_Page:_
++++++++++++++++++++

Content Delivery Networks

Content Delivery Networks (CDNs) are caching servers deployed around the world to form a network (see Figure 15-11). They usually reside in co-location centers and have access to large amounts of bandwidth. CDNs provide a way to offload Web traffic and are primarily used for graphics and streaming media. Unique to CDNs is the ability to deliver content from servers that reside closer to end users. This is to say that when a graphic is requested from the network, the server sitting closest to the particular request serves the graphic.

Figure 15-11. Content Delivery Network.

graphics/15fig11.gif

CDN servers often do not have the ability to "talk" to one another. This means if a user in Singapore requests a graphic, the CDN server sitting closest to the Singapore user will cache and serve the graphic, but a New York server belonging to the same network will not know to behave in the same manner. In other words, performance improvements are not realized until a second user in Singapore requests the same graphic, and a New York user will not realize any performance improvements at all. Implication: The more CDN servers there are, the more traffic a Web site has to have before performance improvements are achieved. This scenario assumes traffic is evenly spread across the CDN network.

++++++++++++++++++++

_Supplied data:_
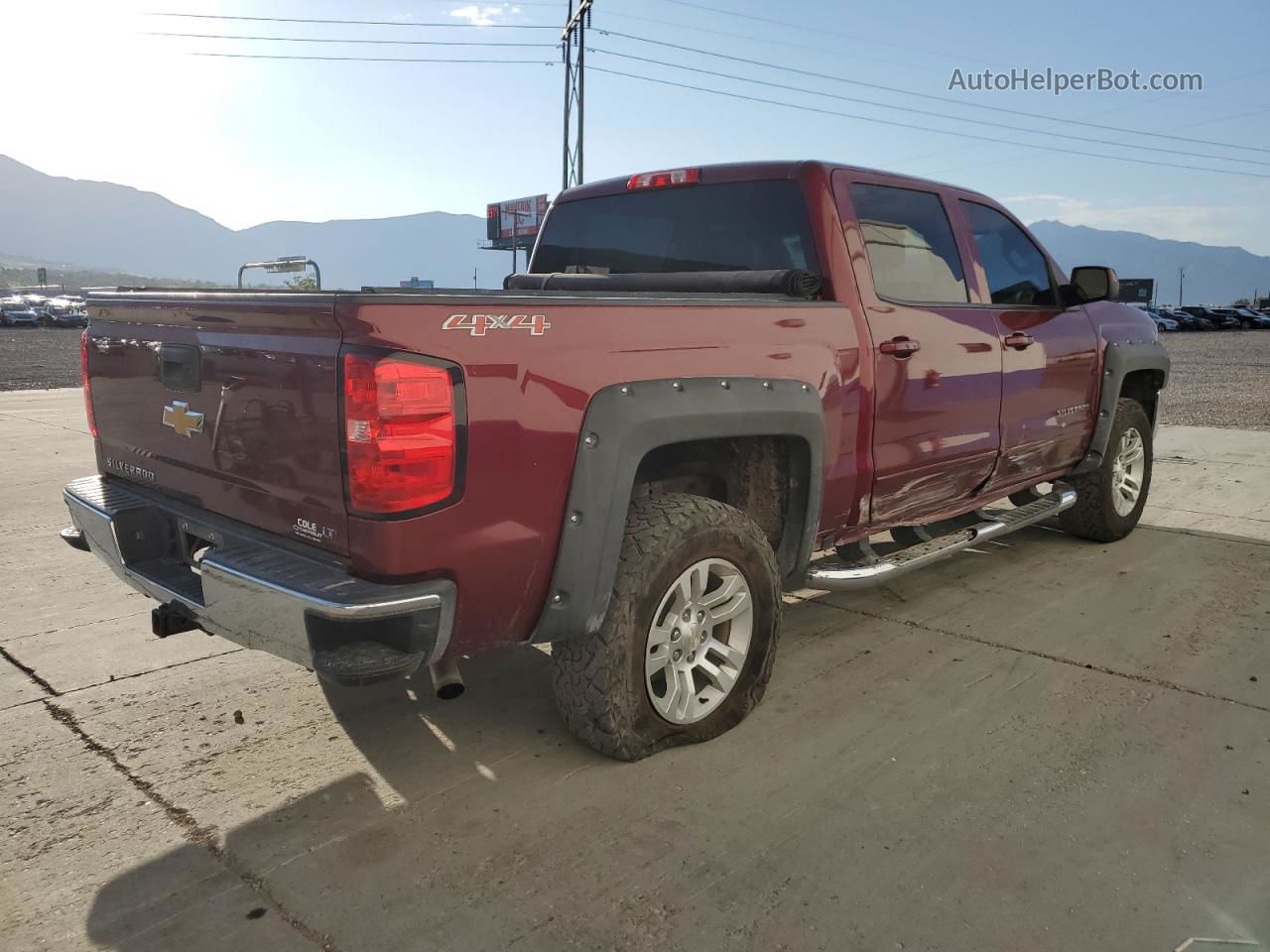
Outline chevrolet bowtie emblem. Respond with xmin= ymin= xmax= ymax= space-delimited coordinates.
xmin=163 ymin=400 xmax=203 ymax=436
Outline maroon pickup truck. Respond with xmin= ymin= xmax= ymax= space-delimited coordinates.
xmin=63 ymin=162 xmax=1169 ymax=759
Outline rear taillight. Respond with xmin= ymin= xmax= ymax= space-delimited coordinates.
xmin=344 ymin=353 xmax=458 ymax=514
xmin=626 ymin=169 xmax=701 ymax=190
xmin=80 ymin=330 xmax=96 ymax=439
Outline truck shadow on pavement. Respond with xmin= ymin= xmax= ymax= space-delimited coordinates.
xmin=86 ymin=648 xmax=599 ymax=952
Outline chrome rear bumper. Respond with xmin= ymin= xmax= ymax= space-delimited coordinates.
xmin=63 ymin=476 xmax=456 ymax=680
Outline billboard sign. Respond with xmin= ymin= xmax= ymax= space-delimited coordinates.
xmin=1116 ymin=278 xmax=1156 ymax=304
xmin=485 ymin=195 xmax=548 ymax=250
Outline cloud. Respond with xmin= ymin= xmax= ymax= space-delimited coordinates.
xmin=449 ymin=4 xmax=523 ymax=27
xmin=1003 ymin=193 xmax=1270 ymax=254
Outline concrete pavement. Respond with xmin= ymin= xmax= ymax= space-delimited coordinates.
xmin=0 ymin=391 xmax=1270 ymax=952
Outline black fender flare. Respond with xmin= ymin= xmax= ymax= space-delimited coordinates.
xmin=530 ymin=377 xmax=825 ymax=643
xmin=1072 ymin=340 xmax=1170 ymax=476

++++++++++++++++++++

_Aim:_ Continue the passage on content delivery networks, starting after its final sentence.

_Output below:_
CDNs know how to retrieve, cache, and serve graphics. How this works is the browser requests graphics from the CDN who then retrieves them from the Web server. Once the graphics are cached on the CDN, they are served directly to end users without any further server communication. An important concept to remember is that the HTML returned from the Web server must contain links to the graphics cached on the CDN for all this to happen, which typically requires code revisions. There are products available that can help change the HTML in dynamic Web pages so that they reference graphics located on CDNs.

Removing images and streaming media traffic from the origin Web server can greatly reduce load, a CDN specialty. On the other hand, dynamic pages that must be generated on the Web server must be served from the Web server ”once they are placed on a CDN, they become static. CDNs do not have the ability to know when Web server data changes and therefore do not have the capability to update page content. CDNs typically charge monthly service fees for their service and look for customers who have sites attracting a million plus page views per month. CDN solution providers include Akamai, Mirror Image, and SolidSpeed Networks.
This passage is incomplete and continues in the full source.